> **WRITTEN EXERCISE**
Copy out only the entries from the line containing "If you could mark the downspout" through the line containing "If you could mark the gray", swapping "wonderful" for "great" and changing nothing else.

> **ROWS**
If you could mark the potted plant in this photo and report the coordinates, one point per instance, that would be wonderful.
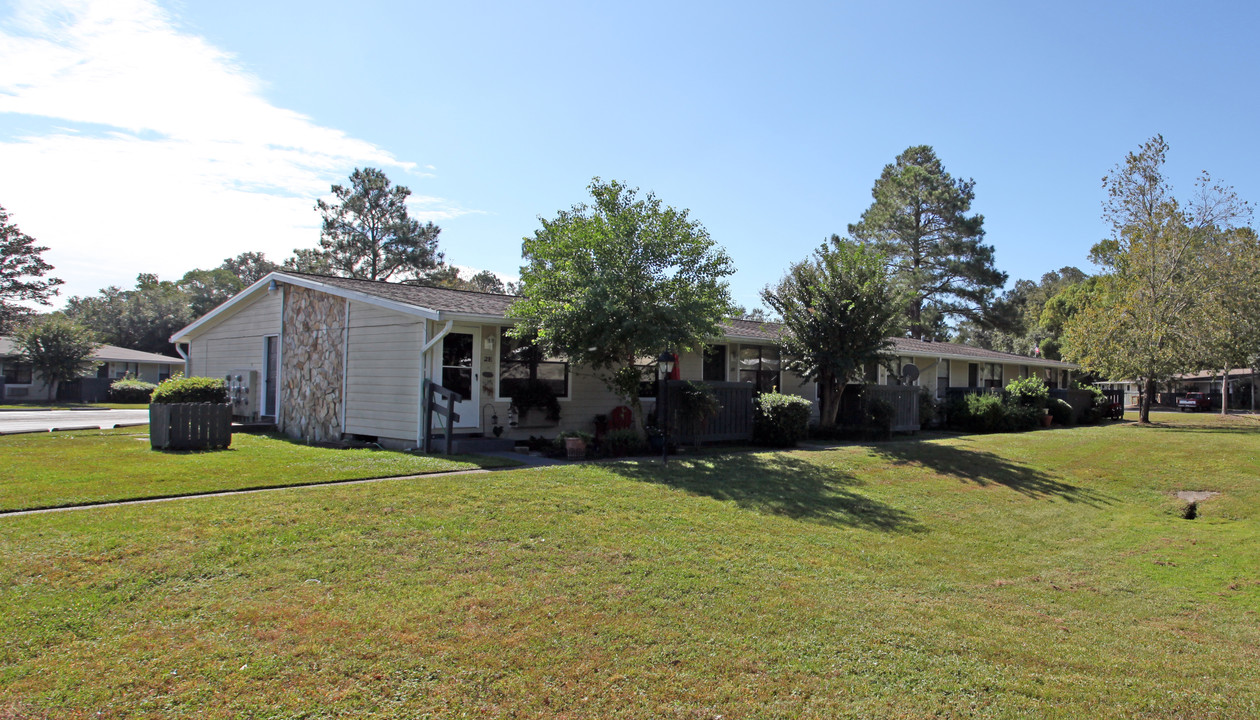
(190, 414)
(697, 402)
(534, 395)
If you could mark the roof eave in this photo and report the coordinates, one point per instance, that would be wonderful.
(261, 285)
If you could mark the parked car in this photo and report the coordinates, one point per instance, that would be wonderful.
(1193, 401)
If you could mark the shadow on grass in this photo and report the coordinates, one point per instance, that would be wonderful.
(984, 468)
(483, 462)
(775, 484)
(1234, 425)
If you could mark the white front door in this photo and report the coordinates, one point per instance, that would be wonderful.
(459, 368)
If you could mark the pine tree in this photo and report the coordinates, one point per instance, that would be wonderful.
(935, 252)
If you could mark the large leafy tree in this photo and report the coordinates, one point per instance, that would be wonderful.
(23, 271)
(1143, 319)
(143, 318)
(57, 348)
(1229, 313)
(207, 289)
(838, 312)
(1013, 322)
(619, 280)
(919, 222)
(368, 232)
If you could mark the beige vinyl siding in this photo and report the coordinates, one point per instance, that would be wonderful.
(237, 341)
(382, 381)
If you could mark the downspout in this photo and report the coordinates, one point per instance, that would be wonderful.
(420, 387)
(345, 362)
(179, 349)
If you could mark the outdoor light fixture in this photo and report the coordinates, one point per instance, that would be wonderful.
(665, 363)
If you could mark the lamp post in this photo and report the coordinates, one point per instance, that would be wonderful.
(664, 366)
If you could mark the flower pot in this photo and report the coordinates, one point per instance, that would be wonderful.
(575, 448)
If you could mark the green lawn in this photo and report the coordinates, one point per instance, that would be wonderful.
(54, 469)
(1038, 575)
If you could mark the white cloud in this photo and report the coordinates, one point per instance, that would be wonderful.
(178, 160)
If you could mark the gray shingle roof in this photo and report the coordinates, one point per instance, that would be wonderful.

* * *

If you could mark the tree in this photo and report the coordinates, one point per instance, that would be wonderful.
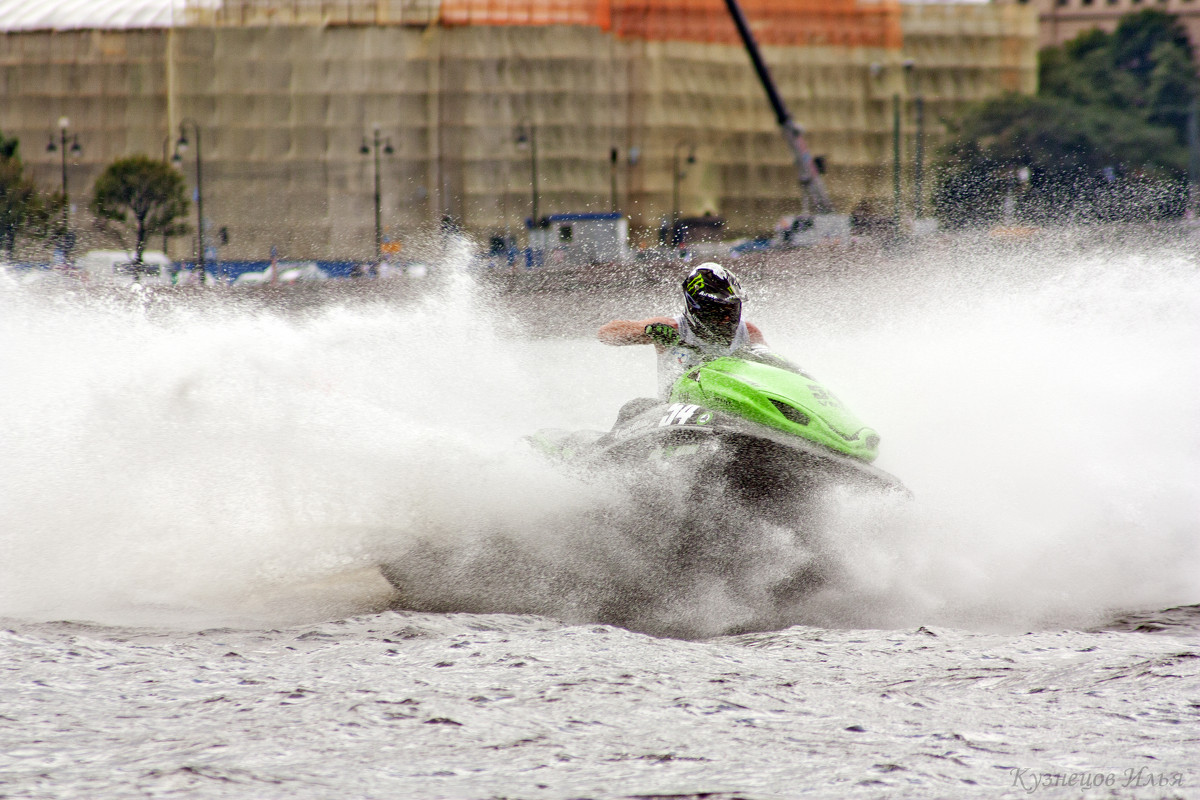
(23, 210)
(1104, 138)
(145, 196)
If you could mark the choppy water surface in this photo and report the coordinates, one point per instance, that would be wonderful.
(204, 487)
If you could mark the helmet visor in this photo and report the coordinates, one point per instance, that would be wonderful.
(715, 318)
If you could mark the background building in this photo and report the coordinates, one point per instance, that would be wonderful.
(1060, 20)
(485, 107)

> **FULL SOLUTION**
If you could mark the downspout in this photo and report the coordinates, one point per instance, that would be great.
(420, 387)
(345, 362)
(179, 349)
If you could mark the outdoor light fixture in this photo and report the coordinates, one point per instance, that would be great.
(665, 363)
If you could mark the lamp post in this photo and report the coordinates, one point per instance, that would be great.
(664, 366)
If you could mark the flower pot in this photo and report the coordinates, one point per instance, that would be great.
(575, 448)
If you could mark the green lawn in this photo and report the coordinates, one point per instance, that would be great.
(54, 469)
(1038, 575)
If you could mark the white cloud in this photo and report the coordinates, one point per instance, that would be great.
(178, 160)
If you could mark the gray shingle roof in this photo and report the coordinates, one point per instance, that would be great.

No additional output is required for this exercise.